-- STUDY MATERIAL follows --

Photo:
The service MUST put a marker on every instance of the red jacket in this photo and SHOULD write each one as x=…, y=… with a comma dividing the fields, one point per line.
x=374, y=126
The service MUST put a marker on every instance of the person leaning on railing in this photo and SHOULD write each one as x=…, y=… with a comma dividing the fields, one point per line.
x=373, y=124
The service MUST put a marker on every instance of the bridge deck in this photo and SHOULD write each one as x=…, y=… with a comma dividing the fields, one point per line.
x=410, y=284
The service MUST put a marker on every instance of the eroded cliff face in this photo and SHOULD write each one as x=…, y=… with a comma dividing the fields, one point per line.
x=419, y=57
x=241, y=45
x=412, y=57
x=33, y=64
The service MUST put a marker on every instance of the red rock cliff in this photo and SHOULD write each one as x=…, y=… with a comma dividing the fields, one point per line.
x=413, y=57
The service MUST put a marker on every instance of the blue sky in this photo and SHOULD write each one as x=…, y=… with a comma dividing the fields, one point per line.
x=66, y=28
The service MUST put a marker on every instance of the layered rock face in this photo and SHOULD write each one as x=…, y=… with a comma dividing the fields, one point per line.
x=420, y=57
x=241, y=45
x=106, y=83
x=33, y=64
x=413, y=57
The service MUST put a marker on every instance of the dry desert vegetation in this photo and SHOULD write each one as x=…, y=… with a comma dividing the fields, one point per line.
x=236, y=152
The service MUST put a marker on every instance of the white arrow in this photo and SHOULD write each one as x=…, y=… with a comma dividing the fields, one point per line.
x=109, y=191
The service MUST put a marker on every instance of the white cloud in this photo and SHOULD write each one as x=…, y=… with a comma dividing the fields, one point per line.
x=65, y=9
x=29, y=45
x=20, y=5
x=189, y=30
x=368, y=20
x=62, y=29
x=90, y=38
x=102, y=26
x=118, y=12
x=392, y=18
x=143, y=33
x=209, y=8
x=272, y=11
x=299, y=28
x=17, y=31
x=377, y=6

-- STUDY MATERIAL concluded --

Repeat all the entries word for word.

Photo:
The service MUST put a marker on every instance of the red jacket in this photo and SHOULD write each one as x=…, y=… with a comma dividing the fields, one point per line.
x=374, y=126
The service MUST put a marker on every instance of the person leaning on railing in this photo and SHOULD write each one as x=…, y=… with a comma dividing the fields, one point per line.
x=373, y=124
The service MUST put a marker on every instance of the bridge deck in this photo and SHOULD write each one as x=…, y=… with a comma dividing the fields, one point per line.
x=410, y=284
The service MUST put a marker on every instance of the eroded cliff face in this photo and SHOULD write each one as x=…, y=… with a comma dividing the fields, one point per line.
x=419, y=57
x=241, y=45
x=412, y=57
x=33, y=64
The service MUST put a marker on every instance of the red rock cliff in this photo and SHOULD write each one as x=…, y=… with a comma dividing the fields, one point per line.
x=413, y=57
The service MUST put a marker on every instance of the blue sky in this photo and SHOULD write each one as x=…, y=… with a comma dividing the fields, one point per line.
x=66, y=28
The service MUST put a marker on every instance of the layered rock face in this photo and SHOULD write each one as x=…, y=… with a comma dividing the fields, one point per line.
x=420, y=57
x=241, y=45
x=106, y=83
x=33, y=64
x=413, y=57
The service MUST put a marker on every instance of the dry desert vegetation in this photo and SHOULD write each one as x=…, y=… with a comma dividing the fields, one point per line.
x=236, y=152
The service MUST put a marker on every instance of the white arrow in this photo and SHOULD write each one as x=…, y=… with a comma dividing the fields, one point per line.
x=109, y=191
The service MUST put a marker on every instance of the white cloud in this photo and SHOULD write each one as x=…, y=… with a comma dividing the fields, one point per line.
x=65, y=9
x=29, y=45
x=20, y=5
x=189, y=30
x=368, y=20
x=62, y=29
x=90, y=38
x=102, y=26
x=118, y=12
x=392, y=18
x=143, y=33
x=209, y=8
x=272, y=11
x=299, y=28
x=17, y=31
x=377, y=6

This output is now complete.